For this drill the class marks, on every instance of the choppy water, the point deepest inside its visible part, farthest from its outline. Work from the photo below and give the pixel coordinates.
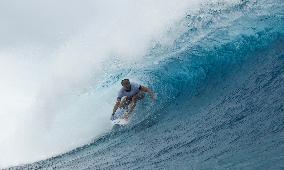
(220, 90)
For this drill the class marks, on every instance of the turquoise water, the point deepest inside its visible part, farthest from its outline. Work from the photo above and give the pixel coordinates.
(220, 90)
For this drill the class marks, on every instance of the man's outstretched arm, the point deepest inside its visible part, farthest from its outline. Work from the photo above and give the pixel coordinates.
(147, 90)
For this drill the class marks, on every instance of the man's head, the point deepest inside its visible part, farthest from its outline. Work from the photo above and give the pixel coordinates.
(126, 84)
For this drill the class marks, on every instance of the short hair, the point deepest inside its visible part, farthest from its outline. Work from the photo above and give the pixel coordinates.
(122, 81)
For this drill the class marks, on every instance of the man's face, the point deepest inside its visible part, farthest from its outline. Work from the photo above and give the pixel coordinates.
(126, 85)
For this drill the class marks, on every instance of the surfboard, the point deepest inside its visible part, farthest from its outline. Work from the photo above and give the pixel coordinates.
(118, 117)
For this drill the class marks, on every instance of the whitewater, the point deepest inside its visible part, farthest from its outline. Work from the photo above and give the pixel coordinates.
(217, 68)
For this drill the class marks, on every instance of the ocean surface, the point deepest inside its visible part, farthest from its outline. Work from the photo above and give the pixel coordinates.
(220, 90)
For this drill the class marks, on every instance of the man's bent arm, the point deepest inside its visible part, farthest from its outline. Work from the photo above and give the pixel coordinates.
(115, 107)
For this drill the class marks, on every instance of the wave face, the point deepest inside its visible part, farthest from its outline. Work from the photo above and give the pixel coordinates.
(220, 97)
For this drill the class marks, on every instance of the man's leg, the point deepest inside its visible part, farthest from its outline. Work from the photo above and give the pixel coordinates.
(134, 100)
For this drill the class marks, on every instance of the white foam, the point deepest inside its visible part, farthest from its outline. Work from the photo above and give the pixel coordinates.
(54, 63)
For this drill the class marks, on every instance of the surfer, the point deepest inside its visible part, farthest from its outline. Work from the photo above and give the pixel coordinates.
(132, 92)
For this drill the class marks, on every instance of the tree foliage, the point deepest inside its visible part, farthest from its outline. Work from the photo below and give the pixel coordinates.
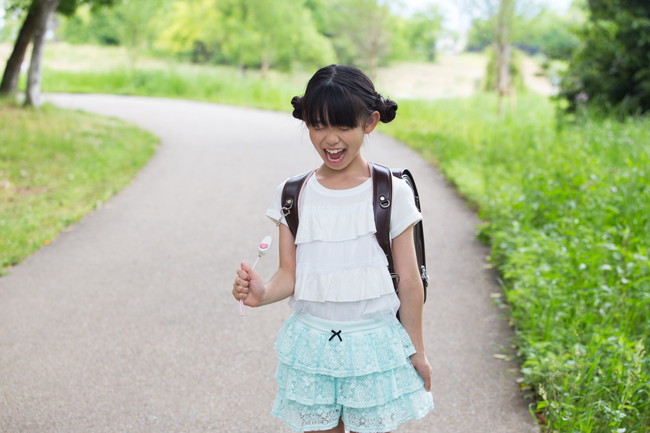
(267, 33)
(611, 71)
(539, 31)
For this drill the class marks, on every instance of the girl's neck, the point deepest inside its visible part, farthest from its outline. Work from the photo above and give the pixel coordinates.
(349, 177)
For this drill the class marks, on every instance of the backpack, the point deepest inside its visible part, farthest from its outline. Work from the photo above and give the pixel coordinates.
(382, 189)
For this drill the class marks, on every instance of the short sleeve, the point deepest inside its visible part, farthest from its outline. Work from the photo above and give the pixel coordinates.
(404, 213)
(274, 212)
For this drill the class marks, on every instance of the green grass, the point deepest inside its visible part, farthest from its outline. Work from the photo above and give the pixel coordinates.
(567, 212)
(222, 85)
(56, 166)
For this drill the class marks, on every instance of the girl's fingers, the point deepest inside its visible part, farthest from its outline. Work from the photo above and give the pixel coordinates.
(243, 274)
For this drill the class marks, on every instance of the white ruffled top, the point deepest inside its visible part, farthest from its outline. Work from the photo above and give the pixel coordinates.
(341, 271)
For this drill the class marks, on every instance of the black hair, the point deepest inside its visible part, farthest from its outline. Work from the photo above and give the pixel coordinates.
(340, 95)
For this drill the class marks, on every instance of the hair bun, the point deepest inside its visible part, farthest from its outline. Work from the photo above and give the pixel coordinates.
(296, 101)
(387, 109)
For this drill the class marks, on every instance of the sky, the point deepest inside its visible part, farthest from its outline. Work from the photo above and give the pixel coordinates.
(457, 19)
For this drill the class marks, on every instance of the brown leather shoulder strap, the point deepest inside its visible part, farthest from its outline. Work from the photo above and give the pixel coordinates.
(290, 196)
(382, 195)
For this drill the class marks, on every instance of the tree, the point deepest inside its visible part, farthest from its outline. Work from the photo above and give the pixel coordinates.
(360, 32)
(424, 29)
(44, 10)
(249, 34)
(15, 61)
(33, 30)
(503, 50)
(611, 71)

══════════

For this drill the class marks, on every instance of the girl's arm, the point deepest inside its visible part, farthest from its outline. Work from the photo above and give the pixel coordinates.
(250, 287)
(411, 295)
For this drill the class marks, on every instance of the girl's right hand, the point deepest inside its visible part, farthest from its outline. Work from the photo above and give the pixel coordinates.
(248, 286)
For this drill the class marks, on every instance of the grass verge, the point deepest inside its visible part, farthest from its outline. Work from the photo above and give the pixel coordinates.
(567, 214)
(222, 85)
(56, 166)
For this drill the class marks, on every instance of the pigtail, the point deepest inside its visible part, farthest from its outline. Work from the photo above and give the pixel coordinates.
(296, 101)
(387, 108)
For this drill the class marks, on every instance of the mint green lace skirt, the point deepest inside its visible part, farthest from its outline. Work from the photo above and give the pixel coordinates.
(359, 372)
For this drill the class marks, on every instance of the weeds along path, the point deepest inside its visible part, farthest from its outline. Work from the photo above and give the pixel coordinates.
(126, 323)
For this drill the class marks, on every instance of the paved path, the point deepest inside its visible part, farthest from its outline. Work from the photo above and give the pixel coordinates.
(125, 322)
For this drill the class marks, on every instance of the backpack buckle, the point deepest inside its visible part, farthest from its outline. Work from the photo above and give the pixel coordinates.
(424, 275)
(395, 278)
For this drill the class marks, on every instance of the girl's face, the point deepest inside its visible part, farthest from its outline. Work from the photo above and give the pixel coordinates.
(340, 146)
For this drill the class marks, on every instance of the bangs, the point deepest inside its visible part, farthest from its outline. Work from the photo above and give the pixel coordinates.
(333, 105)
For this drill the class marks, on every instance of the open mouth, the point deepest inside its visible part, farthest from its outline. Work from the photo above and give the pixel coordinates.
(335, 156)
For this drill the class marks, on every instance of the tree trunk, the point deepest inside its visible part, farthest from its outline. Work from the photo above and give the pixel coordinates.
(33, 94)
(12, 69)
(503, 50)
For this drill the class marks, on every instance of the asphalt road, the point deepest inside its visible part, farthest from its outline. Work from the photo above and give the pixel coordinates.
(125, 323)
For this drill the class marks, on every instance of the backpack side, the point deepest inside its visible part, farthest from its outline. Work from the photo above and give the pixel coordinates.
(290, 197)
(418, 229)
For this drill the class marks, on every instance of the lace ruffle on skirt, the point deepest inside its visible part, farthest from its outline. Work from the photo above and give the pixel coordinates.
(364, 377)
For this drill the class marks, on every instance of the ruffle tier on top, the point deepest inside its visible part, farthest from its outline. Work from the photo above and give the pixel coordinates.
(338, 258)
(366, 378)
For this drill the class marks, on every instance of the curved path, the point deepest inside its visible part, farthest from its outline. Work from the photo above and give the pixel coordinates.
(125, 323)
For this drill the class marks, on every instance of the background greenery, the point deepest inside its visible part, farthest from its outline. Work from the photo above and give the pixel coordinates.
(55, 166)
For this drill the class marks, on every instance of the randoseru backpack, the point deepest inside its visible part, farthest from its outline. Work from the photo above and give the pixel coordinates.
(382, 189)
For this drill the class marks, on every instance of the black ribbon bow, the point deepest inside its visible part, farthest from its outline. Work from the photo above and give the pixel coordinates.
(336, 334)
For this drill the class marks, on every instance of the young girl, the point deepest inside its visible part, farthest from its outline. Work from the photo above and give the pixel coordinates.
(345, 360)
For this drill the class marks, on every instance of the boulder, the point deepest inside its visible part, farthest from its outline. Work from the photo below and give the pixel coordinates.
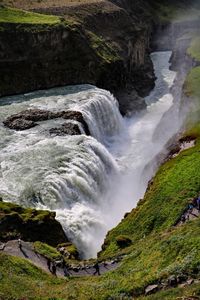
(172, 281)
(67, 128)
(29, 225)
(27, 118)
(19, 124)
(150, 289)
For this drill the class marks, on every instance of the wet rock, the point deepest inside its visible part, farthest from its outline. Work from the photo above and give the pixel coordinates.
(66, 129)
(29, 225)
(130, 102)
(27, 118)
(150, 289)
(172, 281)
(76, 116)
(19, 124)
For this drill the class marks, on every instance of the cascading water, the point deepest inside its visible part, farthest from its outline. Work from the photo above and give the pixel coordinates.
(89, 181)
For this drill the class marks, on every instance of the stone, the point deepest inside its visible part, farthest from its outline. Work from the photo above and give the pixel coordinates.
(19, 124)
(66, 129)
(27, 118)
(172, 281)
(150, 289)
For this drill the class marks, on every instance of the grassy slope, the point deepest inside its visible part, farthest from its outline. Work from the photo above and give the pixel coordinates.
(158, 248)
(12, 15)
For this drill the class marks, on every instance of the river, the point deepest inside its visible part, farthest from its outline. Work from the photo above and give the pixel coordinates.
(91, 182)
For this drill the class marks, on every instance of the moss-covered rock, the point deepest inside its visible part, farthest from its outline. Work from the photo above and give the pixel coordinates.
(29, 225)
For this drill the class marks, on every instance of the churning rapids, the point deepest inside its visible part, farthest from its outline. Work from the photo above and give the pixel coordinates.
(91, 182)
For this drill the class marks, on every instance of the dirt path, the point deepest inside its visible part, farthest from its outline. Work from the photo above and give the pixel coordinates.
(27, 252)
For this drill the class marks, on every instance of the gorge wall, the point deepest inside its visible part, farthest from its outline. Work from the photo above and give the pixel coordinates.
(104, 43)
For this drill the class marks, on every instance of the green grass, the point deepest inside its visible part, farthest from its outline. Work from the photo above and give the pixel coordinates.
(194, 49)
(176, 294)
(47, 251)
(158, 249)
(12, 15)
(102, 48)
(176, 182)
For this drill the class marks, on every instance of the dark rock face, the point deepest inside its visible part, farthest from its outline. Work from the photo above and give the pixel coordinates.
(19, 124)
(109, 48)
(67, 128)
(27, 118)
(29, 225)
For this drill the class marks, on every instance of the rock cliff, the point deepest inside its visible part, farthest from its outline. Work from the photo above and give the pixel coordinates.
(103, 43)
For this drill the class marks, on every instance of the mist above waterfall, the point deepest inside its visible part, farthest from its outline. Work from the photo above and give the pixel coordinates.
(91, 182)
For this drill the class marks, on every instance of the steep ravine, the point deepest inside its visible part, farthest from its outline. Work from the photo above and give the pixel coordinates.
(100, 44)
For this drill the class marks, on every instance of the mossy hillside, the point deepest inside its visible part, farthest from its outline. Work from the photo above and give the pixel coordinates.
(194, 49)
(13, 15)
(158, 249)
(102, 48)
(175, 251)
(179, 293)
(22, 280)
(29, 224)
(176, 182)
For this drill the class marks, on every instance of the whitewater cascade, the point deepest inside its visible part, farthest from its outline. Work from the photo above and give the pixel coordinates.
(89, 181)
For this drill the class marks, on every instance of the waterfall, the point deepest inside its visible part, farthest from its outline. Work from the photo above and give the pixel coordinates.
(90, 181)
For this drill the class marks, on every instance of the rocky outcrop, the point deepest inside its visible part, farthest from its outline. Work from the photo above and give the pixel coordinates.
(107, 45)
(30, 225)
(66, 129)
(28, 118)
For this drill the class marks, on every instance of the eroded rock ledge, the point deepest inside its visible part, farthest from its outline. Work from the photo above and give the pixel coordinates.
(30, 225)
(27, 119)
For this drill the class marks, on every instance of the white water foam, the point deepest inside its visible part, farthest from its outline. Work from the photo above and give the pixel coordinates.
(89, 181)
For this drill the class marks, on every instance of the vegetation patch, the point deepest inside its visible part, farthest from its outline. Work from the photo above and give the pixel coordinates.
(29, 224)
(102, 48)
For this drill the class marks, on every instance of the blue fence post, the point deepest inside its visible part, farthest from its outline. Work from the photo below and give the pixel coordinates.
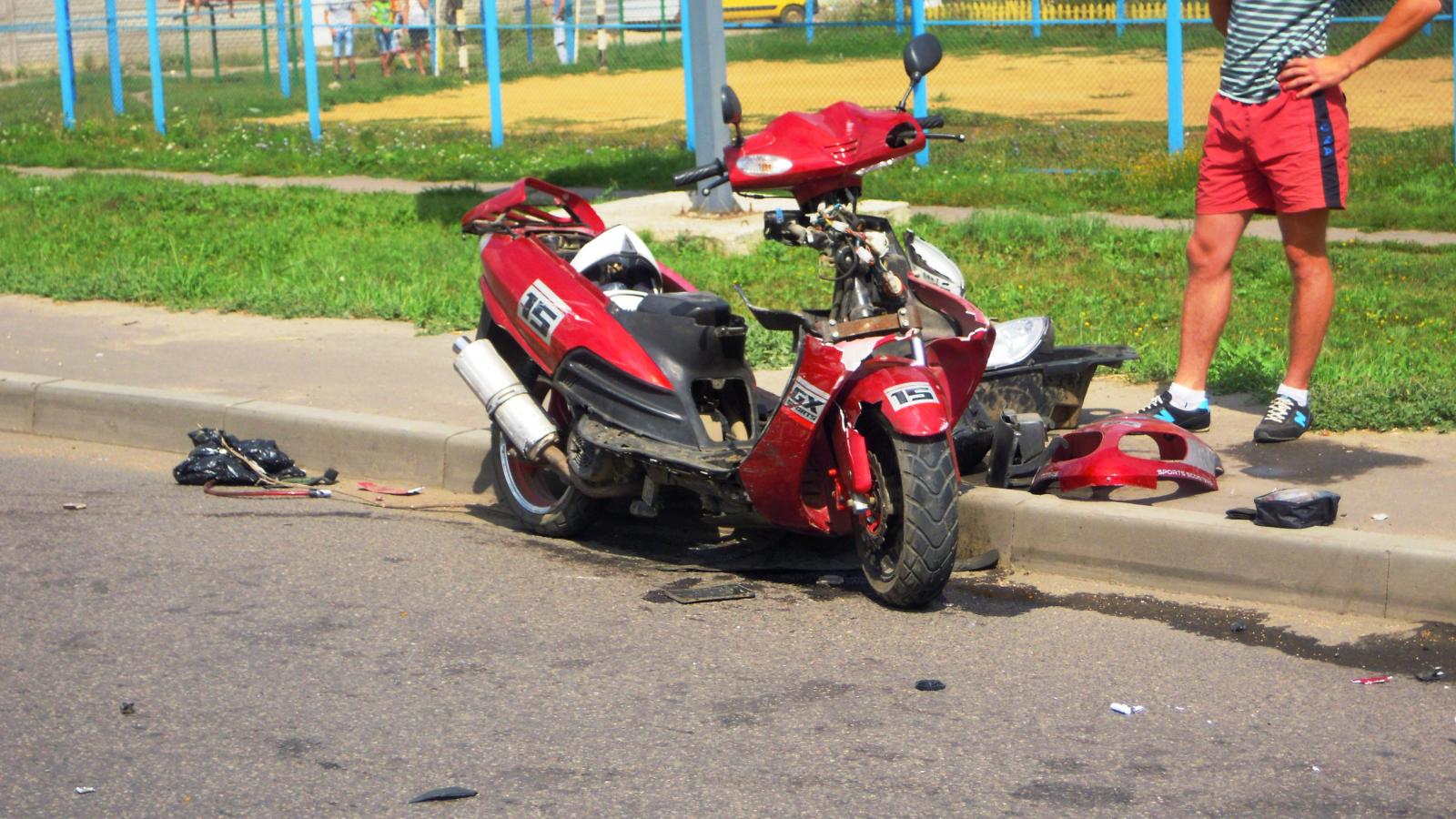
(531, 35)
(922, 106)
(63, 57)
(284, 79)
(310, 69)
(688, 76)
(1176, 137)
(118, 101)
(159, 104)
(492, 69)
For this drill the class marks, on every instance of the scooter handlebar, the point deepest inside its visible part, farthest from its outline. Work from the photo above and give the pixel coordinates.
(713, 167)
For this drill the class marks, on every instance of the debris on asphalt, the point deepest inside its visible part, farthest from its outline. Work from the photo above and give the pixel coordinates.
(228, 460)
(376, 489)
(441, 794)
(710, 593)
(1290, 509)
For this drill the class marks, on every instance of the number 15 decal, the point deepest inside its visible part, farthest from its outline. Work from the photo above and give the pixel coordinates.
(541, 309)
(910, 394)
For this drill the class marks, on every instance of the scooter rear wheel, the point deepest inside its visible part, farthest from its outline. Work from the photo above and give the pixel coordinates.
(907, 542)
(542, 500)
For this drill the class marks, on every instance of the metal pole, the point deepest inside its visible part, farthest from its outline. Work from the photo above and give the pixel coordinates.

══════════

### Task to complete
Your reply is to be an exact repeat of the listing above from the line holding "of the blue" down to the line holding "of the metal", ends included, pictures excluded.

### Answer
For this drill the class marks, on every instance of the blue fence post, the point deepest inside its visible part, farthest from its outline. Work from the photo below and give the pixel coordinates.
(531, 35)
(922, 106)
(63, 57)
(284, 79)
(310, 69)
(688, 76)
(1176, 137)
(118, 101)
(159, 104)
(492, 69)
For this drill the class marks, on every instance of the scooter handlebar, the point deepest inside its visible part, farthest from its outline. Work from the photo above and give the pixel coordinates.
(713, 167)
For this drill the class marks, on every instance of the debris on asphalt, the point deepest inside its visible part, farthest from its outline. Work from the photo above and give the pixel coordinates.
(228, 460)
(376, 489)
(441, 794)
(710, 593)
(1290, 509)
For this drill the class marks, on every instance of the number 15 decal, the point deepest inside its visible part, farthest from its outline. Work from the photo above and give the pixel coordinates.
(541, 309)
(910, 394)
For this drill the class marks, on every instance of the scooter rear wheel, the point deepest inside its visible part, farthest from its outline. Work from the photo above and give the pixel coordinates.
(907, 542)
(542, 500)
For this drill the class marks, on every instance of the metal pole, the point deepest inside its visible part, farthest from its outline. Work from the photo above and give the pixel coordinates.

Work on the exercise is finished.